“The Call to Stewardship” is a periodic series profiling individuals and families throughout the Diocese of Camden who have shown an inspiring response to the call to Christian stewardship highlighted in 1 Peter 4:10: “As each one has received a gift, use it to serve one another as good stewards of God’s varied grace.”

When she was a sophomore in high school, Yen Nguyen’s mom, Tuyen Nguyen, had an idea. She told her daughter about the Summer in the City Program for youth, sponsored by the Diocese of Camden, offering high schoolers a chance to serve others in various cities in the diocese. As Yen puts it, “I did not want to go the first year!”
But as moms often do, hers insisted, and by the end of the one-week program in Absecon, she was completely hooked. “I absolutely loved it,” she says. “It was eye-opening to see what you could do to help.”
Now a sophomore at Rutgers University-Camden, Yen is grateful for her mom’s influence and continues to serve as a mentor for Summer in the City, to be coordinated this year by José Rodriguez, who works with Hispanic Youth and Young Adult Ministries in the Diocese of Camden.
Father Joseph An Nguyen (no relation), pastor of Most Precious Blood Parish, Collingswood, knows the Nguyen family well, and sees Yen’s parents as the key inspiration for her willingness to serve others.
“In the Vietnamese way,” Father Nguyen says, “church is a second home … a second family,” he says.
He has known the Nguyen family since he served at the parish of the Immaculate Heart of Mary, in Woodlynne, which merged several years ago with the Church of the Transfiguration in Collingswood, to form Most Precious Blood Parish.

* REQUIREMENT: Rewrite the passage of the stewardship profile that begins at "Now a sophomore" and stops after "Precious Blood Parish.", swapping "pastor" for "rector". The lines after this point are separate material, unrelated to the stewardship profile.

* RECORDS PROVIDED:
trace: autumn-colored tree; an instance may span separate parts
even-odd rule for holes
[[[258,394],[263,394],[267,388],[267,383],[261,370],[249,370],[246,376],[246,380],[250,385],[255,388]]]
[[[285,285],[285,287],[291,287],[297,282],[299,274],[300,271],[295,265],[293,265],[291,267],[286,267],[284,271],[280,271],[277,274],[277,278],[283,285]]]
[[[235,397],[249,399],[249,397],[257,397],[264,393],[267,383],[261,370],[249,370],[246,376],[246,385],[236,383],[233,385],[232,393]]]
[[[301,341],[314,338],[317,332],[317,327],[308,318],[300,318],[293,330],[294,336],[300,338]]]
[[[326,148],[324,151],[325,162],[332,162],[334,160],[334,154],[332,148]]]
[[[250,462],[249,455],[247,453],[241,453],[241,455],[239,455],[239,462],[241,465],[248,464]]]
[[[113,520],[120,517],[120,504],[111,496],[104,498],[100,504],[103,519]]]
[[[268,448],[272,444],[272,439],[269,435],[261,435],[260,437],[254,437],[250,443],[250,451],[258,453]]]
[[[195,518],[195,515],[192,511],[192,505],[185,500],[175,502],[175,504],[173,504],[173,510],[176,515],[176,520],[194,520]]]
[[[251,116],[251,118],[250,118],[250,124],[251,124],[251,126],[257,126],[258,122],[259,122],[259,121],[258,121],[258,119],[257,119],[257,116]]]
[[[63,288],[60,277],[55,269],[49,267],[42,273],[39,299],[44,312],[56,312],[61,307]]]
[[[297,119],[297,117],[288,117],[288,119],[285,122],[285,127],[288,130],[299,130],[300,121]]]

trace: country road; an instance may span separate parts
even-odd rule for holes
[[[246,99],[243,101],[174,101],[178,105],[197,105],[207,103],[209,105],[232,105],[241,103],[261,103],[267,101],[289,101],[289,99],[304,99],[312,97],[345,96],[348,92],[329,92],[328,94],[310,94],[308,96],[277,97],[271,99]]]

* FINAL RESULT:
Now a sophomore at Rutgers University-Camden, Yen is grateful for her mom’s influence and continues to serve as a mentor for Summer in the City, to be coordinated this year by José Rodriguez, who works with Hispanic Youth and Young Adult Ministries in the Diocese of Camden.
Father Joseph An Nguyen (no relation), rector of Most Precious Blood Parish, Collingswood, knows the Nguyen family well, and sees Yen’s parents as the key inspiration for her willingness to serve others.
“In the Vietnamese way,” Father Nguyen says, “church is a second home … a second family,” he says.
He has known the Nguyen family since he served at the parish of the Immaculate Heart of Mary, in Woodlynne, which merged several years ago with the Church of the Transfiguration in Collingswood, to form Most Precious Blood Parish.